(Dataset rows)
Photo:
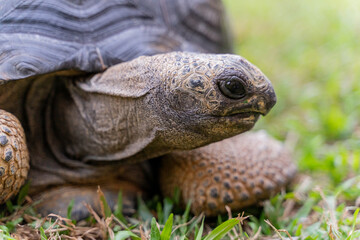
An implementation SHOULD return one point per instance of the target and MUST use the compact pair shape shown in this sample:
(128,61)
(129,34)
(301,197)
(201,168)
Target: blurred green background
(310,51)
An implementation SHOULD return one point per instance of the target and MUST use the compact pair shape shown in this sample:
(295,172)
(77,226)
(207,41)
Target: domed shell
(43,36)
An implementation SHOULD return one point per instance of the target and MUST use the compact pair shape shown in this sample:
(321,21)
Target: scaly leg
(14,156)
(237,172)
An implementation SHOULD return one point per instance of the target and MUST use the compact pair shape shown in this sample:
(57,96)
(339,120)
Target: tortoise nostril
(271,99)
(232,88)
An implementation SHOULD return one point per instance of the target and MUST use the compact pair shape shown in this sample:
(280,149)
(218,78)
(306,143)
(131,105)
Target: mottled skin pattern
(101,86)
(228,173)
(14,157)
(177,94)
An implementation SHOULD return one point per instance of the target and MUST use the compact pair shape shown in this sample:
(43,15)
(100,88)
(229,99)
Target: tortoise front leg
(237,172)
(14,156)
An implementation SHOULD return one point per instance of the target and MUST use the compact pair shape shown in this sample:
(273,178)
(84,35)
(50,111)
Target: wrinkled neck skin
(96,127)
(150,106)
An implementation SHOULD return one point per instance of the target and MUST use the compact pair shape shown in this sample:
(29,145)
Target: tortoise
(117,93)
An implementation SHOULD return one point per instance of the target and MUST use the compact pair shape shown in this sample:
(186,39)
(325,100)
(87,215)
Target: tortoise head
(155,104)
(212,97)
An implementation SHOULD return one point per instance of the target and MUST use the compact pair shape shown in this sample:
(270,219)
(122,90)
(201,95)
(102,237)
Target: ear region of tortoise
(14,156)
(238,172)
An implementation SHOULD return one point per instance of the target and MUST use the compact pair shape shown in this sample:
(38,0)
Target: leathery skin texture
(14,157)
(238,172)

### SHORT EXERCISE
Without including any picture, repeat the data exactly.

### SOLUTION FOR THIS PROBLEM
Photo:
An implementation SHOULD return one point per instance of the target and MUST use the compact pair shape shown in this sample:
(128,61)
(129,34)
(301,197)
(201,168)
Target: blurred green background
(310,51)
An implementation SHOULD return one point per instance of the target and MUST use the compact pair shape shown in this sample:
(295,172)
(77,226)
(207,41)
Target: domed shell
(43,36)
An implementation SHOULD return one point per instance of the target and MUST use the compact pair shape shown in this sample:
(321,21)
Target: scaly leg
(14,156)
(237,172)
An implementation SHOULD return one point per instance of the target and MUST use the compact pair shape shown in this sample:
(57,96)
(339,120)
Target: tortoise nostril
(271,99)
(232,88)
An implementation SHOULD return one point per instance of the target and MUST use the compact pair shape shown in this sample:
(280,149)
(218,78)
(306,143)
(131,105)
Target: mottled skin pattern
(101,86)
(228,173)
(14,157)
(177,94)
An implementation SHOULD return one point per instance of the target and MUST use the compact pair shape shown in this sample:
(43,15)
(100,88)
(229,99)
Target: tortoise front leg
(237,172)
(14,156)
An implementation SHOULD return one point per instance of the target and MUST use the compact pair shape shown in this sample:
(273,178)
(84,35)
(50,111)
Target: wrinkled neck skin
(96,127)
(150,106)
An implementation SHOULD return one point per instance of the target and MUST use the compact pair shape shown in this sample:
(29,145)
Target: tortoise
(117,93)
An implementation SHOULD return one point per instance of the target and MUST use the compact pair shape shown in this sample:
(186,39)
(325,100)
(87,215)
Target: tortoise head
(155,104)
(212,97)
An implementation SHOULD return one point per instance of the target and MUST use the compact pair shape shown in this sample:
(270,219)
(122,90)
(201,95)
(102,237)
Target: ear region of tortoise
(14,156)
(238,172)
An implementation SHOULD return one point per instance of the target and MUST use the compact pair shape shown in this sample:
(38,0)
Target: leathery skin texture
(14,157)
(238,172)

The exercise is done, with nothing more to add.